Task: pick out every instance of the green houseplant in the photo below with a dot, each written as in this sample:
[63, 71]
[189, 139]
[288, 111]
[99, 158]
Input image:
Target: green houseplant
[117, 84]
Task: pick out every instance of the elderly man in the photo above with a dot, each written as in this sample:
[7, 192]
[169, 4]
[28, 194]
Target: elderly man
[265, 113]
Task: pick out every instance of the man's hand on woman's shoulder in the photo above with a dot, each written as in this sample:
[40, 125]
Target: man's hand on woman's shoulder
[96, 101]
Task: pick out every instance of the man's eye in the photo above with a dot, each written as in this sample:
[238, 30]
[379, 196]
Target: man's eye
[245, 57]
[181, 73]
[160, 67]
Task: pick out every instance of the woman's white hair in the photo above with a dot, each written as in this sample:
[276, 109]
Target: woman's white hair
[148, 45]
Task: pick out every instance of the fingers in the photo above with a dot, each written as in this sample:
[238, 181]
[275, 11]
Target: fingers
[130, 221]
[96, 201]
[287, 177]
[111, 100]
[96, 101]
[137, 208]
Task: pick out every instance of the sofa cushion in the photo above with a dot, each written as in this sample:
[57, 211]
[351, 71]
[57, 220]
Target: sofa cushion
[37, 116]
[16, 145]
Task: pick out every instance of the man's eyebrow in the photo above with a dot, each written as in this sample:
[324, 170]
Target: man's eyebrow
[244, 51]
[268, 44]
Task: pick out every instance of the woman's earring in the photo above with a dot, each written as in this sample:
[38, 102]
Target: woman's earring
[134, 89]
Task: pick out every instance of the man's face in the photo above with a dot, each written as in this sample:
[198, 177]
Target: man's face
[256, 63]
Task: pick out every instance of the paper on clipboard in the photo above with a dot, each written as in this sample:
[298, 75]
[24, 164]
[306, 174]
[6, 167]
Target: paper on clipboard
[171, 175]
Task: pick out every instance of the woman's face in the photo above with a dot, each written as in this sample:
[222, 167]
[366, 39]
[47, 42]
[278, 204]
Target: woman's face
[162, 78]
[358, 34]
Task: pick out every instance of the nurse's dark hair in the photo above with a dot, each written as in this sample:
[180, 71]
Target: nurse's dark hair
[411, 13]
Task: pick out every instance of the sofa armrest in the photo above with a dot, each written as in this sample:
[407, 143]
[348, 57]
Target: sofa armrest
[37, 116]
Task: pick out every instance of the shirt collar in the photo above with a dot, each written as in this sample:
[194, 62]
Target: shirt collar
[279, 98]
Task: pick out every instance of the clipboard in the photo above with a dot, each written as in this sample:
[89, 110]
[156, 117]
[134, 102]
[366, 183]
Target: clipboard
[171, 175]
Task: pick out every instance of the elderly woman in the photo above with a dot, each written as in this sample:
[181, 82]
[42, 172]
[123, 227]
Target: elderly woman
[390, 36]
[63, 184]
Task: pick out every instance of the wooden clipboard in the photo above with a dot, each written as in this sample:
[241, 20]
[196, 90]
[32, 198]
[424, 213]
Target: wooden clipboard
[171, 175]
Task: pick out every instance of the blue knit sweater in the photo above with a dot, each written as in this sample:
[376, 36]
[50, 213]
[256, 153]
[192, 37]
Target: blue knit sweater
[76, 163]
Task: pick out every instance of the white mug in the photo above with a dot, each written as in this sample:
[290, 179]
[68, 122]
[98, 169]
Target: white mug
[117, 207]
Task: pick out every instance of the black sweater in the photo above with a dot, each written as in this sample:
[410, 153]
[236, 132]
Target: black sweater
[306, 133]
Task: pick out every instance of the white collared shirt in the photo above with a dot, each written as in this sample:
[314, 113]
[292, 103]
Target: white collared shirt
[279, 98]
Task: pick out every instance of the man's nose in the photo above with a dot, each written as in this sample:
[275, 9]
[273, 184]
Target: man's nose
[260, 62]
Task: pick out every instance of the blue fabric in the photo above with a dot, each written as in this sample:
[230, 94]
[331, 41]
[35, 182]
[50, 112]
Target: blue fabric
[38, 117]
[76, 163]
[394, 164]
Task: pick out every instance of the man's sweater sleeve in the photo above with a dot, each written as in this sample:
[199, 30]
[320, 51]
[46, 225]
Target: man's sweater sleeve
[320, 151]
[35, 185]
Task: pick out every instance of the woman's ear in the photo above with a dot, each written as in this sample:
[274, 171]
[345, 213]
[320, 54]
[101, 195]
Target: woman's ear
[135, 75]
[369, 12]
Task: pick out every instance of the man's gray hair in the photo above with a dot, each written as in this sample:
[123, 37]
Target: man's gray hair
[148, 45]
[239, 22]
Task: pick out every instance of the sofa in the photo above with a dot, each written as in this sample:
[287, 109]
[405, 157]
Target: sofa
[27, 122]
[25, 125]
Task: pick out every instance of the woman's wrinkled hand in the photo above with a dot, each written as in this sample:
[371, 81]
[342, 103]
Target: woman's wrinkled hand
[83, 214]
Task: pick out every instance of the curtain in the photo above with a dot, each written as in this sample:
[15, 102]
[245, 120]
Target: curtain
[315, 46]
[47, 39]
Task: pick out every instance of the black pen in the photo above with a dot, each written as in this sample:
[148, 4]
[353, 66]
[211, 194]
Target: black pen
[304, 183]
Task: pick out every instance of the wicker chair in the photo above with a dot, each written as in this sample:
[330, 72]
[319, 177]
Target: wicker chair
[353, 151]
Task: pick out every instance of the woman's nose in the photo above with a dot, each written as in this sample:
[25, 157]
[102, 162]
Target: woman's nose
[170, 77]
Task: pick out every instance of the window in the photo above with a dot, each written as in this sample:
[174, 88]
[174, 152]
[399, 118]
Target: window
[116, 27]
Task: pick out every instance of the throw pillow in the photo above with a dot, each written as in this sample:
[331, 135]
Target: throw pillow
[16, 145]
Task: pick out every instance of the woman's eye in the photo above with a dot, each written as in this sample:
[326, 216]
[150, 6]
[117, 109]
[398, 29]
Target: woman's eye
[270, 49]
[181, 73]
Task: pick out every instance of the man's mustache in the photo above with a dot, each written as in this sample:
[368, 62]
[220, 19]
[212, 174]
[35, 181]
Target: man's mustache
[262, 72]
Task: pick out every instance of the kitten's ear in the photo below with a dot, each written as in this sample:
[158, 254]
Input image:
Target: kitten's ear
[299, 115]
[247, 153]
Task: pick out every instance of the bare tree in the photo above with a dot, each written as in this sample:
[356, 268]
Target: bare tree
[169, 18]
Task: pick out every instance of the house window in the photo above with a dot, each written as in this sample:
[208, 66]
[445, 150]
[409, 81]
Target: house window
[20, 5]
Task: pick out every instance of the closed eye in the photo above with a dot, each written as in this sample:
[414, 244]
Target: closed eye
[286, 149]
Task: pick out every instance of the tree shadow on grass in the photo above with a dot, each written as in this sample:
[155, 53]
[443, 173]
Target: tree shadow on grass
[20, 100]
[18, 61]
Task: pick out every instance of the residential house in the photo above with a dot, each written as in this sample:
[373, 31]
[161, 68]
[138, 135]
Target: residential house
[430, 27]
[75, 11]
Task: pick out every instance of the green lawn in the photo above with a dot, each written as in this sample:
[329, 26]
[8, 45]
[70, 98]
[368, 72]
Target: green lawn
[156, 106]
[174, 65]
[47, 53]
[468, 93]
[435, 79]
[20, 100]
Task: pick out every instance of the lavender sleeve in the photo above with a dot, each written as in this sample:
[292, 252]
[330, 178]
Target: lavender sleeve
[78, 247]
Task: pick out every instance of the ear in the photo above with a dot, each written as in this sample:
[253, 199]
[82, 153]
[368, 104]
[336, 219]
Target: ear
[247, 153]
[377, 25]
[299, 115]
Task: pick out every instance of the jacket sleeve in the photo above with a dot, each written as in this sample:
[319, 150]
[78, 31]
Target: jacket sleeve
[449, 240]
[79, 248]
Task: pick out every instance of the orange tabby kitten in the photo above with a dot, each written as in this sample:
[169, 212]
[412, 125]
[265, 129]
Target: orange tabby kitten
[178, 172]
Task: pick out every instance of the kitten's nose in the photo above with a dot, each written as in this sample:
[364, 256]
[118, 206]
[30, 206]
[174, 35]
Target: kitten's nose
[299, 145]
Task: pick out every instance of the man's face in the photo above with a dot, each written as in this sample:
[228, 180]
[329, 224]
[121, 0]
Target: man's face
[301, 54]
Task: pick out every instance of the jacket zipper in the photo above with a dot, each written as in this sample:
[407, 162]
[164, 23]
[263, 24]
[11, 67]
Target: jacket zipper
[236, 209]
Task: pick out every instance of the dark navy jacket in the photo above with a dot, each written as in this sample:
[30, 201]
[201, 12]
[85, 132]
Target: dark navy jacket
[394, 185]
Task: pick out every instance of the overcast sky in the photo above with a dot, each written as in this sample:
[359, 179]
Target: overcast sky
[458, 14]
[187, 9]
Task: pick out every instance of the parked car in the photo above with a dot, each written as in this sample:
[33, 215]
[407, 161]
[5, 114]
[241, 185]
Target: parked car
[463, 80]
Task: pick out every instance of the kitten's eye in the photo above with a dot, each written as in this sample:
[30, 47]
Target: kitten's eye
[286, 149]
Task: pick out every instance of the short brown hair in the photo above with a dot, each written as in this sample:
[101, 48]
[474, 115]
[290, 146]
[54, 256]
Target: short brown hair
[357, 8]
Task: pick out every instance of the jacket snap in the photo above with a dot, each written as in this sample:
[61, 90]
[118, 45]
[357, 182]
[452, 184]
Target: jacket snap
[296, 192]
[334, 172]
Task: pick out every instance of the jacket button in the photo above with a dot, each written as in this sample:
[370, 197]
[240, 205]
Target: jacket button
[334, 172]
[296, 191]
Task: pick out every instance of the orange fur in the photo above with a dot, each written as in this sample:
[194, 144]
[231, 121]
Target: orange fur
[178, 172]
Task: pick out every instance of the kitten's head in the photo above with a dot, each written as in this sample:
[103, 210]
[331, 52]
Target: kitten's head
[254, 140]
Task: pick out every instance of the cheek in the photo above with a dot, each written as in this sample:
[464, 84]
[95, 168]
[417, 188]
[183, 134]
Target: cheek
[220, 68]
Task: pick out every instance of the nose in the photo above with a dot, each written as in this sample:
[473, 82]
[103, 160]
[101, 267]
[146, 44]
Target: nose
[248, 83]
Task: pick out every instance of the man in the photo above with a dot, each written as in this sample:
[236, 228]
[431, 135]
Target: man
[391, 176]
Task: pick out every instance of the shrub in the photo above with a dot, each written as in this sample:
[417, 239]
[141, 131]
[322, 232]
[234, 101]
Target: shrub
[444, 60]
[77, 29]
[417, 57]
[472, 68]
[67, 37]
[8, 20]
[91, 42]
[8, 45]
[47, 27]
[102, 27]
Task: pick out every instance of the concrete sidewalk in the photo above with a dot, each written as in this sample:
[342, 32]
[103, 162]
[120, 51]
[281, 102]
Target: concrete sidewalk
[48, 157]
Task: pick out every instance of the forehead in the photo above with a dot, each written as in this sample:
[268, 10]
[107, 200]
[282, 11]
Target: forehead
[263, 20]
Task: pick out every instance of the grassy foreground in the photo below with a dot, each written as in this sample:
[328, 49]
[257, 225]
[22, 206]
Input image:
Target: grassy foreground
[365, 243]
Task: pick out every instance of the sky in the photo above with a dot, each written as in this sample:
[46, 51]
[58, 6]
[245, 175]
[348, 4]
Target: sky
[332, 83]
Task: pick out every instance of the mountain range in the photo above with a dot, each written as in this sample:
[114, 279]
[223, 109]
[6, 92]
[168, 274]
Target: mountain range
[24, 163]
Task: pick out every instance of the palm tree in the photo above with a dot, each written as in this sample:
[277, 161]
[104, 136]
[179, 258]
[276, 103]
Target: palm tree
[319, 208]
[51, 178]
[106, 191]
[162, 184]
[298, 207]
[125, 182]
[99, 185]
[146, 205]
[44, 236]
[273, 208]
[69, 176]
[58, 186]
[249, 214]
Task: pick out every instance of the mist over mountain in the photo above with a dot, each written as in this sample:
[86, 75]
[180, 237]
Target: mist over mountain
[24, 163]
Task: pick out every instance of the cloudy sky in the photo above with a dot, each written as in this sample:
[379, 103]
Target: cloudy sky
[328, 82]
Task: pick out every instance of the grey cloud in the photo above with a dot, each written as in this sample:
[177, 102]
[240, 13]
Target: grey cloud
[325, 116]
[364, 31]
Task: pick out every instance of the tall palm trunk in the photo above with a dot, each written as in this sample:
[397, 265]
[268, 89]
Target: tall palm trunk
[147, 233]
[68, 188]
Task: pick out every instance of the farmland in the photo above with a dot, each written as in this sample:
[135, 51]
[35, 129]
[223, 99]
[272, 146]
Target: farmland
________________________________________
**THE PROBLEM**
Write out the lines above, starting at the line that contains "Task: pick out every instance of the palm" and ending with the final line, and nothing else; copy them exactly.

**FINAL RESULT**
Task: pick out every instance of the palm tree in the photo above with a dot, each written as in this sample:
[277, 161]
[104, 136]
[179, 258]
[276, 103]
Target: palm tree
[319, 208]
[51, 178]
[106, 191]
[162, 184]
[298, 207]
[125, 182]
[99, 185]
[146, 205]
[44, 236]
[273, 208]
[69, 176]
[58, 186]
[249, 214]
Task: pick out every instance of the mist over mountain in the photo above with a dot, each written as in this sample:
[86, 75]
[180, 237]
Target: mist over mountain
[24, 163]
Task: pick out every instance of the cloudy sky in the photo above with a dot, each written as in this sample:
[379, 103]
Target: cloudy sky
[328, 82]
Task: pick out every instance of the grey cloud in the photo above with a dot, each written as in this sample:
[177, 102]
[240, 13]
Target: grey cloud
[325, 116]
[364, 31]
Task: pick out every instance of the tall palm trunk in the photo above with a dot, each written as in this sample:
[397, 265]
[268, 89]
Target: tall palm trunk
[147, 233]
[68, 188]
Task: pick out every instance of the farmland in the photo above with a dot, each written as in this sample:
[135, 51]
[35, 129]
[223, 99]
[272, 146]
Target: farmland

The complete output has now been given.